--- BEGIN ---
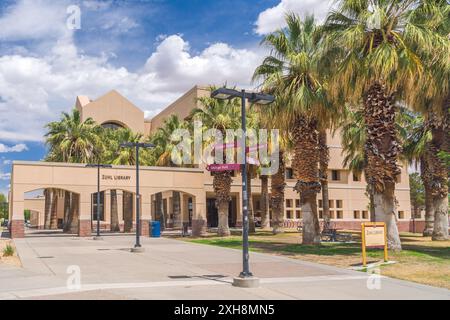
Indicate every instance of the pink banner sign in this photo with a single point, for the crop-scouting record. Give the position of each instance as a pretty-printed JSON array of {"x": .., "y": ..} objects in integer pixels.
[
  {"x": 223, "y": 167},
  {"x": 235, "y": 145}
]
--- END ---
--- BEGIN ---
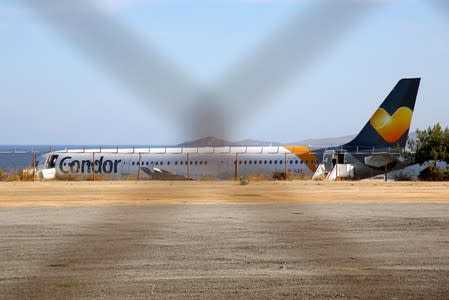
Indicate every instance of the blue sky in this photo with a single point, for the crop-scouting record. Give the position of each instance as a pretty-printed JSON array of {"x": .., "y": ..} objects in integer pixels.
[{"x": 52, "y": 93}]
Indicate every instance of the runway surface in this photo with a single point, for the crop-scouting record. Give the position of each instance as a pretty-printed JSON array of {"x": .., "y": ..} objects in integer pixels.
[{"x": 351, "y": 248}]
--- END ---
*Task prompt*: Pull out each line of the material above that contains the string "sign". Match case exactly.

*Final result*:
Indicate every instance of the pink banner sign in this photo with a single point, for the crop-scouting record. Give the position of each instance as a pretty-printed JSON array of {"x": .., "y": ..} objects in integer pixels.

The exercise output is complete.